**Your objective**.
Reproduce the listing below from the line containing "Annotation task: tag one point per instance of the chrome" down to the line containing "(1209, 485)", with "chrome window trim" replaced by "silver window trim" and all else unchanged. Omit the picture from your answer.

**Supplied information**.
┄┄┄┄┄┄┄┄┄┄

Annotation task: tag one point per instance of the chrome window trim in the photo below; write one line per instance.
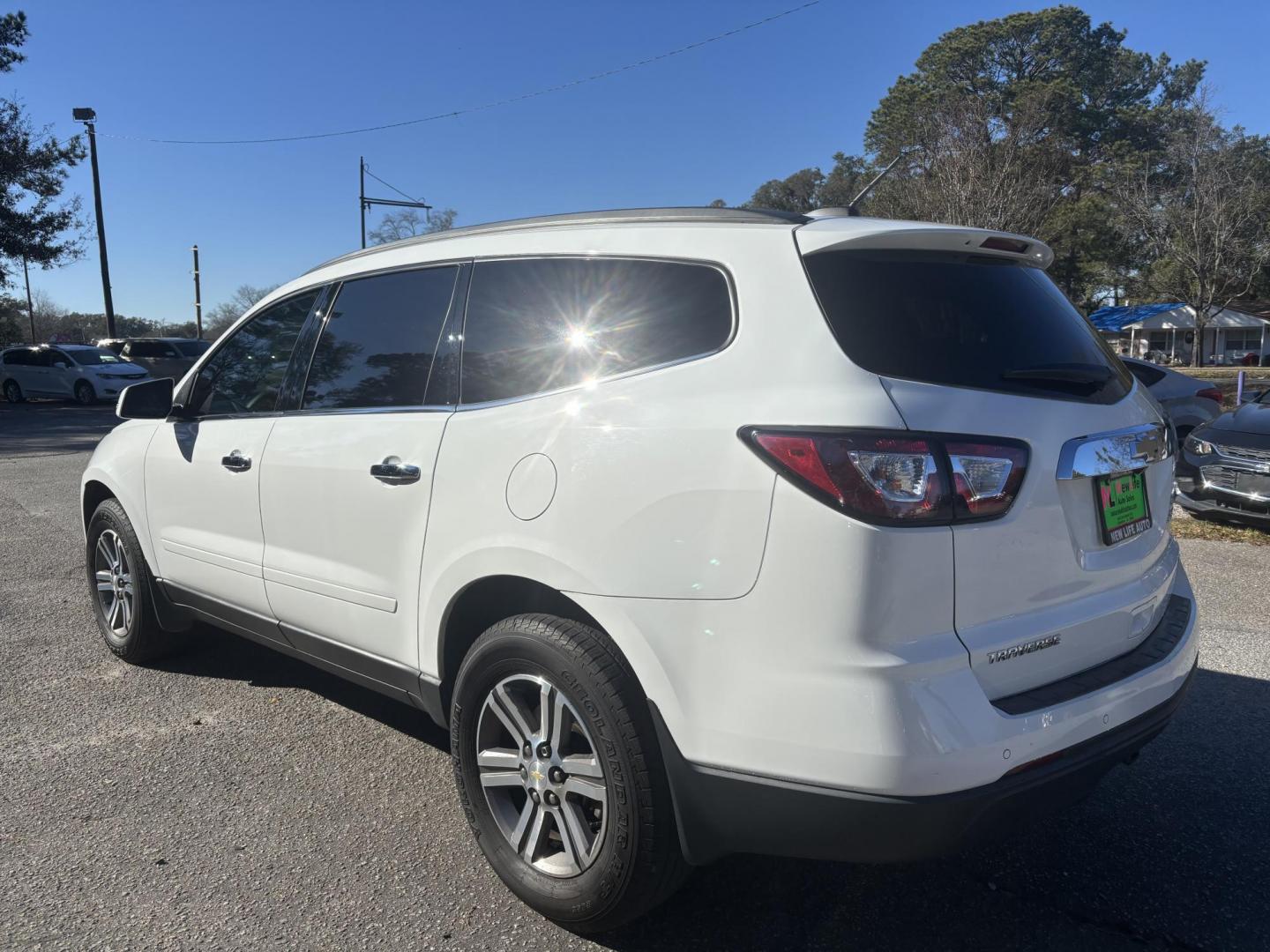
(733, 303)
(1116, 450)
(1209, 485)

┄┄┄┄┄┄┄┄┄┄

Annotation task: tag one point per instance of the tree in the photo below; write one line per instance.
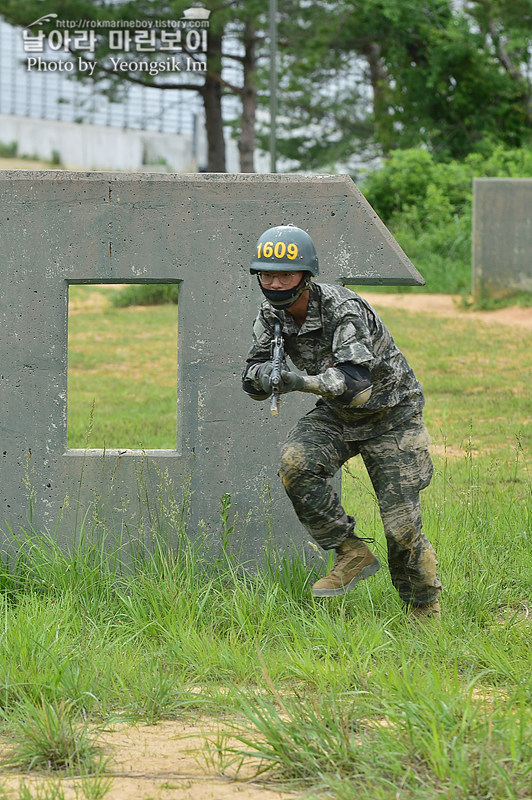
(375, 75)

┄┄┄┄┄┄┄┄┄┄

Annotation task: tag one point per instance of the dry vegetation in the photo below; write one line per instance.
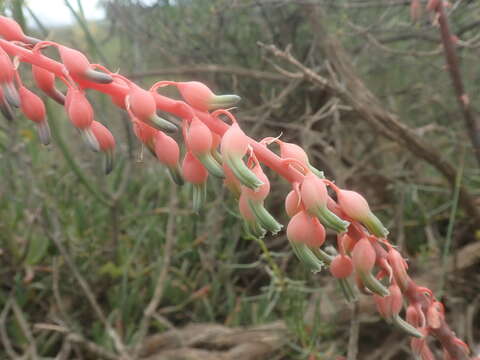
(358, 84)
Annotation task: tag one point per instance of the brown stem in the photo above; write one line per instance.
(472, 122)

┄┄┄┄┄┄┄┄┄┄

**Worked answer**.
Annotation task: tag one point per instance of the silver window trim in the photo below; write one line per instance.
(733, 303)
(1116, 450)
(1209, 485)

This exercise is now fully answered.